- _EXERCISE BRIEF_: Quote everything from "Many people picture" down to "yours to keep." in the bankruptcy myths text below, word for word.

1. It’s impossible to qualify

In 2005, bankruptcy laws changed to include something known as the “means test.” Under this test, you must answer a few financial questions to determine your eligibility to file for Chapter 7 bankruptcy. Although it is another hurdle that must be crossed, the means test is simply designed to weed out fraud and abuse. If you are legitimately drowning under debt, like most bankruptcy filers, you will likely have little trouble passing the test. Some people qualify based on income alone, while others must also demonstrate their monthly expenses. Even if you do not qualify for Chapter 7 bankruptcy, Chapter 13 bankruptcy is open to everyone.

2. Your credit will be shot

It is true that bankruptcy is a serious blemish on your credit report. By the time they make the decision to file, though, most people already have extremely damaged credit. Bankruptcy represents a fresh start. Rather than your credit problems continuing to haunt you, bankruptcy lets you start over. It remains on your record for 10 years, but you will have the opportunity to start rebuilding almost immediately.

Start with the low limit, high interest rate offers that you get shortly after the bankruptcy is finalized, and use them responsibly. Never use more than 30% of your available credit and pay the bill in full each month. Over time, you will begin to get better offers as banks see that you have built a record of responsible usage. Many people are able to buy a car with a moderate interest rate within a year, and a home within two years, of filing. The more time that passes, and the more responsible rebuilding you show, the less the bankruptcy will affect your credit.

3. You will lose your home, car, and personal possessions

Many people picture bankruptcy trustees coming into their homes and confiscating everything they own. It is true that under a Chapter 7 bankruptcy, your non-exempt property can be sold to pay your creditors. However, though the exact limits vary, every state allows bankruptcy filers to keep a certain amount of equity in their home and car, as well as all personal belongings up to a particular dollar limit. There are also Federal Bankruptcy exemptions. Most bankruptcy filers lose nothing. Anything that you purchase after your bankruptcy is finalized is yours to keep.

If you have a lot of luxury possessions or are very far behind on your mortgage or car payments, a Chapter 13 bankruptcy might be a better choice for you. It will not wipe out your debts like a Chapter 7, but it will restructure your payments based on your income and expenses, giving you he opportunity to catch up. You will not lose any of your property in a Chapter 13, as long as you make your required payments. In addition you can usually reduce or even wipe out debts such as credit cards and personal loaqns.

4. Only bad people and deadbeats file for bankruptcy

Bankruptcy used to carry an unfair stigma for many people. Doctors, lawyers, school teachers, police officers, social workers, and many others have had to file for bankruptcy at some point due to situations that were mostly or fully outside of their control. Bankruptcy is a legally honest way to overcome past hardships and set yourself on the path to a better future. The number of people who abuse the system is only a tiny minority.

- _DATASET ROWS_:
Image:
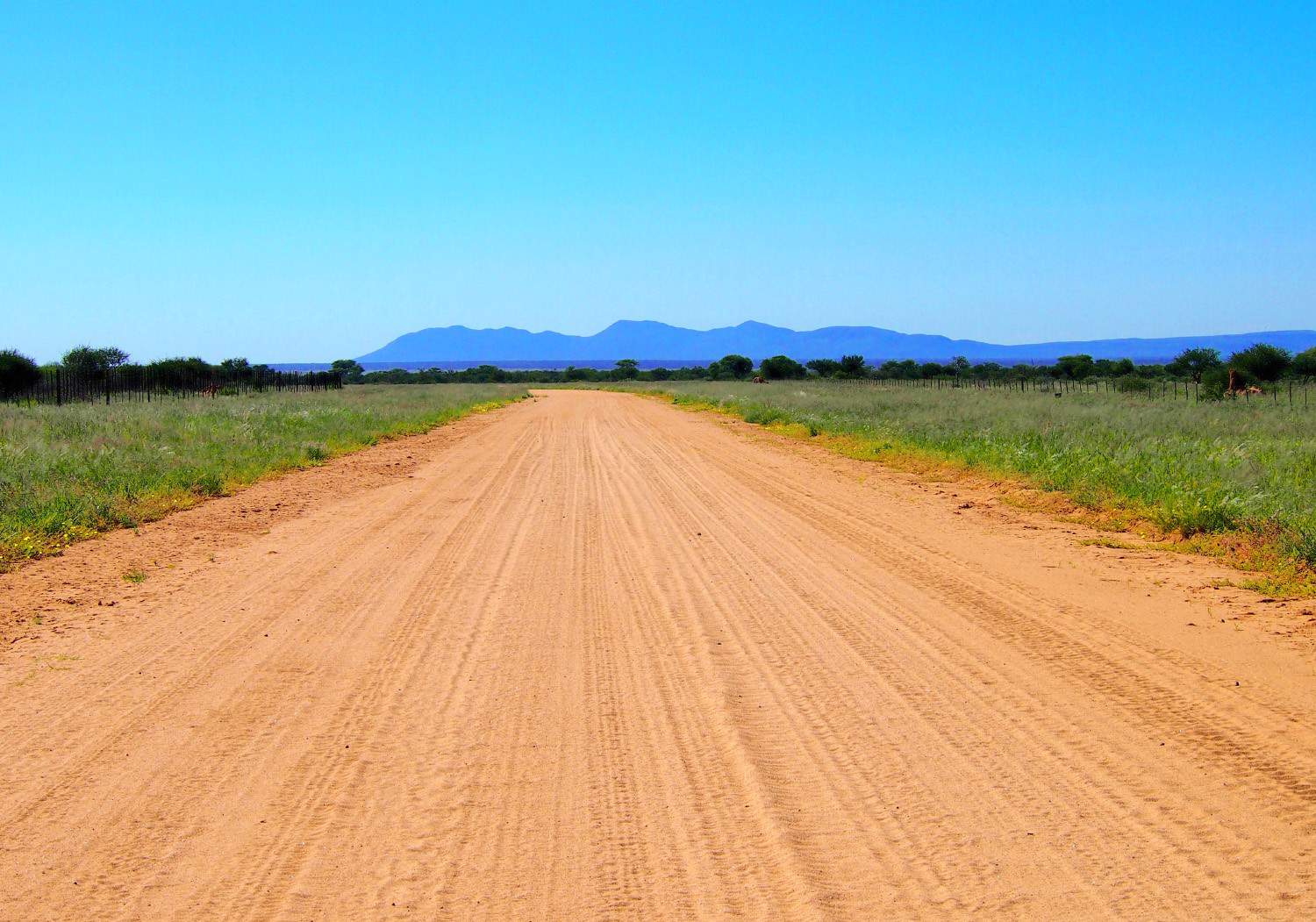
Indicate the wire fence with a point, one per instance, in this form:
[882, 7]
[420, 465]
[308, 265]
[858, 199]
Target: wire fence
[147, 384]
[1289, 392]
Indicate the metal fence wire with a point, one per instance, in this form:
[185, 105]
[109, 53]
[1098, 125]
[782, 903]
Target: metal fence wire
[145, 383]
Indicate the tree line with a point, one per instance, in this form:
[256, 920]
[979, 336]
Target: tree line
[110, 368]
[1257, 365]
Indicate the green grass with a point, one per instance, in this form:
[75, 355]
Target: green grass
[68, 472]
[1236, 479]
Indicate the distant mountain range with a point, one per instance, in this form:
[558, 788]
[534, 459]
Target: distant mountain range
[647, 339]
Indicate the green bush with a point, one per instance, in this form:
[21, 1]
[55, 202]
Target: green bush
[18, 374]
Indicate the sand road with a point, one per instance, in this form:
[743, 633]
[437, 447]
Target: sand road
[600, 658]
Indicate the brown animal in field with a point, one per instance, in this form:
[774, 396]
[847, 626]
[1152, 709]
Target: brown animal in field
[1234, 384]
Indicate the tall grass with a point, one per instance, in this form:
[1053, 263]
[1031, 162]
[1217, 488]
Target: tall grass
[1189, 468]
[68, 472]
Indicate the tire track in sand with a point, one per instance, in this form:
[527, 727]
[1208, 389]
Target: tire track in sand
[604, 659]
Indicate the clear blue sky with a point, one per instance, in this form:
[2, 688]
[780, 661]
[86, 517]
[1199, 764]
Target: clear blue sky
[311, 182]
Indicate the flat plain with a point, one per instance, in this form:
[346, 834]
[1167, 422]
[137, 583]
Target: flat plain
[594, 656]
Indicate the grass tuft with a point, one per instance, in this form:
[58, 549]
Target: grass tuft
[1232, 480]
[70, 472]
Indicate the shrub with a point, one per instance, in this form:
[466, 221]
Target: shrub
[782, 366]
[18, 374]
[1305, 363]
[1263, 362]
[92, 361]
[734, 366]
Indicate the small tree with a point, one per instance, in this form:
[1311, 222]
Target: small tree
[1305, 363]
[1076, 368]
[852, 366]
[736, 366]
[1263, 362]
[824, 368]
[781, 366]
[350, 370]
[958, 366]
[92, 361]
[626, 370]
[1194, 363]
[18, 374]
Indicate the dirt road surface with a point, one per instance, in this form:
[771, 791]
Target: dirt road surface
[592, 656]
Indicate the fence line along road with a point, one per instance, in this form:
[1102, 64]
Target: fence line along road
[1289, 392]
[61, 386]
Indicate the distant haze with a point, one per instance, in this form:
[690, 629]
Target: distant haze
[653, 342]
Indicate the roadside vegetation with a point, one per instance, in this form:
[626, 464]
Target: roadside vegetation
[1228, 479]
[1262, 366]
[68, 472]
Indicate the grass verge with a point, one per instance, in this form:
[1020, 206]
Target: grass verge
[1237, 484]
[71, 472]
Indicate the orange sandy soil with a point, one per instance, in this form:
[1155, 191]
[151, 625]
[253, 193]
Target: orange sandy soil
[592, 656]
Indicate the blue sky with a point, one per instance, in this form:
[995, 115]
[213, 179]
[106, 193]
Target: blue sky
[307, 183]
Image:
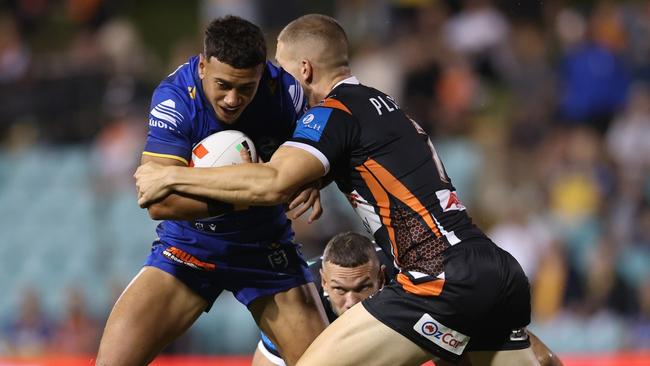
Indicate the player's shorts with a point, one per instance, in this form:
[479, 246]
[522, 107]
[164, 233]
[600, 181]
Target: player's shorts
[251, 271]
[484, 304]
[269, 350]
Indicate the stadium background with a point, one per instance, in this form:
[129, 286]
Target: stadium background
[540, 111]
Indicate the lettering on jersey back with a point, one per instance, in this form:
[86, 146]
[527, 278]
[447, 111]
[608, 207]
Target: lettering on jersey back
[383, 104]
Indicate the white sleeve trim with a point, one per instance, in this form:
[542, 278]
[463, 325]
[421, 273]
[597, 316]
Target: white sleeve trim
[270, 356]
[312, 150]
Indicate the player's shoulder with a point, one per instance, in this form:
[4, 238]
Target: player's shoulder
[180, 85]
[282, 86]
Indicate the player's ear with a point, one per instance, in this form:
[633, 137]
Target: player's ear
[306, 71]
[202, 61]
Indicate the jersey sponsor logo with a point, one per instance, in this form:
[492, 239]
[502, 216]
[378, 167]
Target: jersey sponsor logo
[159, 124]
[386, 104]
[444, 337]
[371, 221]
[278, 259]
[187, 259]
[167, 113]
[449, 200]
[313, 124]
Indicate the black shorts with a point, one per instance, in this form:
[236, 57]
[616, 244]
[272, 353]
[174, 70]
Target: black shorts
[484, 304]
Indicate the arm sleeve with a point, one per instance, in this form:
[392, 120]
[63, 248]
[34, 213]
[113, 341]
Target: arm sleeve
[293, 95]
[170, 121]
[326, 133]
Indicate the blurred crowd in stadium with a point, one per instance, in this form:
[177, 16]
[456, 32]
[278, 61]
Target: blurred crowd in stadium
[540, 111]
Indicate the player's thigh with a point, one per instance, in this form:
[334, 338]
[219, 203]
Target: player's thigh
[544, 355]
[291, 319]
[520, 357]
[153, 310]
[357, 338]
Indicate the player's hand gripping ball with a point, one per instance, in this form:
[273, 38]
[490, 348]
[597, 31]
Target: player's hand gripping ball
[223, 148]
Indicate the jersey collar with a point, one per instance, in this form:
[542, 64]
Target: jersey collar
[351, 80]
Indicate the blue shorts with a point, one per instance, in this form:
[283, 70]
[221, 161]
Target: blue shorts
[282, 268]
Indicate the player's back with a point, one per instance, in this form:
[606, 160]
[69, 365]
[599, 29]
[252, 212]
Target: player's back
[391, 174]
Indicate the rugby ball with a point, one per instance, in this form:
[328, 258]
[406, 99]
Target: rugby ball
[221, 149]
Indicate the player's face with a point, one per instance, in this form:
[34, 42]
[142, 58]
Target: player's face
[348, 286]
[228, 89]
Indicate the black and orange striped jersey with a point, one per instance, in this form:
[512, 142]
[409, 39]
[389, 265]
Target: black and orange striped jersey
[390, 171]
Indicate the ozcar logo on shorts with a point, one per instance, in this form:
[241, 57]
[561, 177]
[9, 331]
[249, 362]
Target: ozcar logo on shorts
[441, 335]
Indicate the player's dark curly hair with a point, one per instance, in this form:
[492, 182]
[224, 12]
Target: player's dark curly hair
[349, 250]
[235, 41]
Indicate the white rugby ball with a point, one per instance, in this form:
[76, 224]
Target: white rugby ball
[221, 149]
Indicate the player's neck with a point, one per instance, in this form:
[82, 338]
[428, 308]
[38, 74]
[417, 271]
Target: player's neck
[322, 89]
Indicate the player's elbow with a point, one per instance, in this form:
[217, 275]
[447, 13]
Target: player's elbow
[159, 211]
[271, 194]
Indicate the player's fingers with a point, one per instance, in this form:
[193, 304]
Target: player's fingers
[299, 211]
[316, 209]
[245, 155]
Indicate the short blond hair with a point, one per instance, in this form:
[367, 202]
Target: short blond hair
[318, 36]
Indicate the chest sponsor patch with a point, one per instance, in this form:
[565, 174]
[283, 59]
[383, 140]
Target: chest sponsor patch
[312, 124]
[442, 336]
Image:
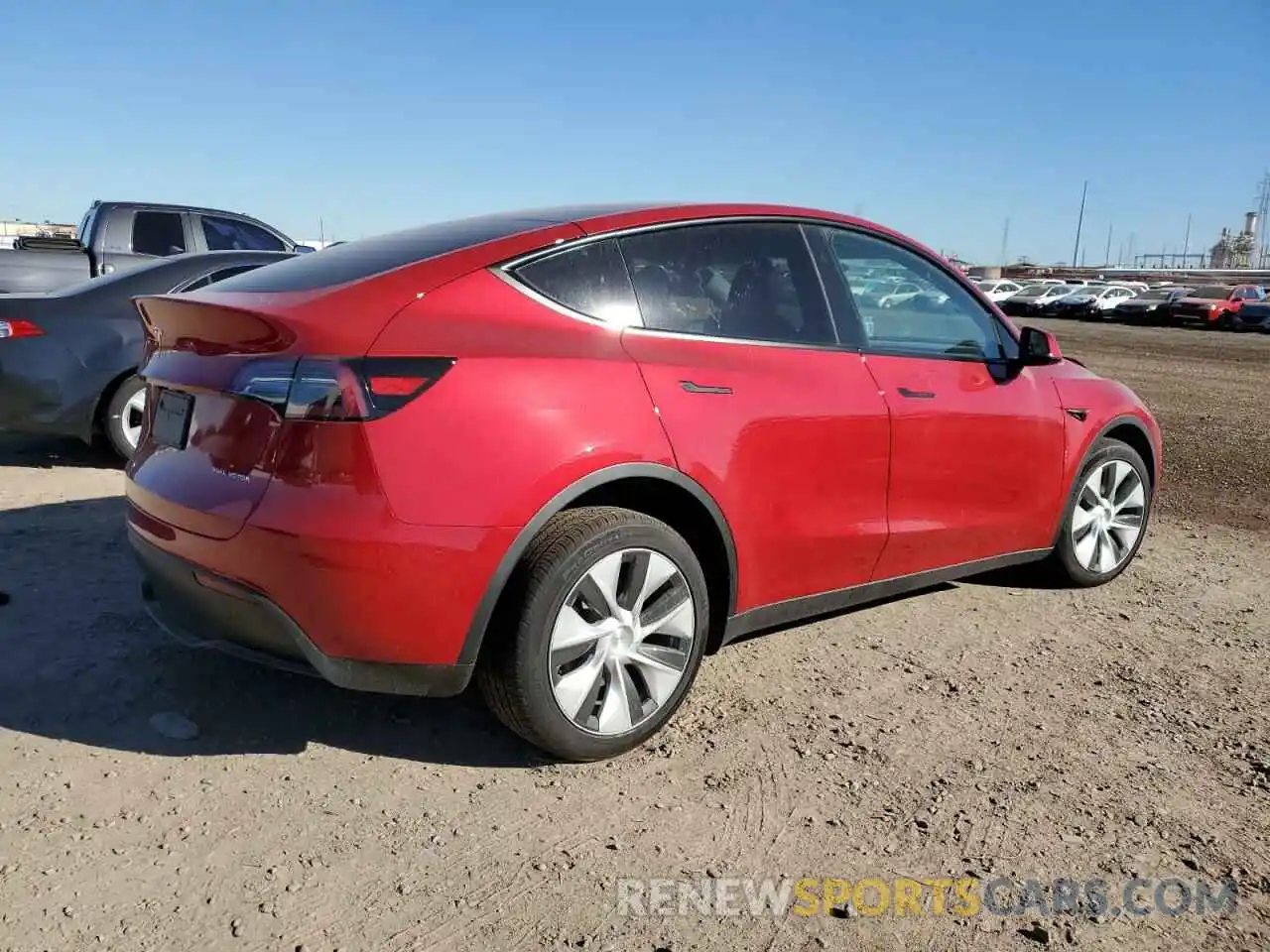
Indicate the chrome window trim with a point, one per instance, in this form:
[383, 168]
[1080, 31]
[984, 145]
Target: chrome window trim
[538, 296]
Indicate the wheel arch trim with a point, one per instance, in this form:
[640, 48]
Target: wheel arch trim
[562, 500]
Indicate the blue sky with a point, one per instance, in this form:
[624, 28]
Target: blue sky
[938, 118]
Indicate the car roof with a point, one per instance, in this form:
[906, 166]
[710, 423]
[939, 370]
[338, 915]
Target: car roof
[485, 240]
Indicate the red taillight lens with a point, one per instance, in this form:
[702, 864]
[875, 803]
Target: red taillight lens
[338, 389]
[19, 329]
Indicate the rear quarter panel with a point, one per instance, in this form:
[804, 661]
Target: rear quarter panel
[535, 402]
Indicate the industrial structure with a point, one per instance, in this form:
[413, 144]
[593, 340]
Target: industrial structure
[13, 229]
[1236, 250]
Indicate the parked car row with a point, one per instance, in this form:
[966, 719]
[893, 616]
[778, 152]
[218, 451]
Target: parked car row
[1219, 306]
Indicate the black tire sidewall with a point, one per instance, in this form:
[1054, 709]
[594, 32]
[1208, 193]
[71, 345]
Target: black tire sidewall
[113, 421]
[1103, 451]
[545, 599]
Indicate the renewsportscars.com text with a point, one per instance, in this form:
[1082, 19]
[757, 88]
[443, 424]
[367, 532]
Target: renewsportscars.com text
[968, 896]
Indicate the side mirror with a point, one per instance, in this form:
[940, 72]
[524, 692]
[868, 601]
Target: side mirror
[1038, 348]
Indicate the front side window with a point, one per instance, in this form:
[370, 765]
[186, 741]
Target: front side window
[929, 315]
[232, 235]
[589, 280]
[160, 234]
[753, 281]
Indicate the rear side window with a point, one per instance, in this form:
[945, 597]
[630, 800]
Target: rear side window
[159, 234]
[232, 235]
[590, 280]
[365, 258]
[222, 275]
[738, 280]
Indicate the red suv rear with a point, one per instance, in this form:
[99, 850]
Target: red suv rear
[1215, 304]
[572, 451]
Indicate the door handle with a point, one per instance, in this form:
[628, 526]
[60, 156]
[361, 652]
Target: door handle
[701, 389]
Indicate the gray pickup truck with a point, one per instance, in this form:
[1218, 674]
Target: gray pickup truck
[116, 236]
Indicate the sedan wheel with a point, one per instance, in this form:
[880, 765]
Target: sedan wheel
[125, 416]
[602, 635]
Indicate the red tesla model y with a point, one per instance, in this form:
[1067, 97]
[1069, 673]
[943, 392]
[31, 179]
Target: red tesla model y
[568, 452]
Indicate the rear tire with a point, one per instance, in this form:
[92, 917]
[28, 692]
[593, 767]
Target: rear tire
[602, 635]
[1106, 517]
[122, 422]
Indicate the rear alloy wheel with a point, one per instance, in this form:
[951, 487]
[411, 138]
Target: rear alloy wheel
[612, 626]
[123, 416]
[1106, 517]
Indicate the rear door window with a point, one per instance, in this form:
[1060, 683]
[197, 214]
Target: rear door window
[234, 235]
[159, 234]
[753, 281]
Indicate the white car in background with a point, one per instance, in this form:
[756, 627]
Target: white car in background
[907, 291]
[1109, 298]
[998, 290]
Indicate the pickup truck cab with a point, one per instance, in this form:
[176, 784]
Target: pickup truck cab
[116, 236]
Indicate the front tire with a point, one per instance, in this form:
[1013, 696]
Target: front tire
[604, 635]
[123, 416]
[1106, 516]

- _FINAL ANSWER_:
Many people picture bankruptcy trustees coming into their homes and confiscating everything they own. It is true that under a Chapter 7 bankruptcy, your non-exempt property can be sold to pay your creditors. However, though the exact limits vary, every state allows bankruptcy filers to keep a certain amount of equity in their home and car, as well as all personal belongings up to a particular dollar limit. There are also Federal Bankruptcy exemptions. Most bankruptcy filers lose nothing. Anything that you purchase after your bankruptcy is finalized is yours to keep.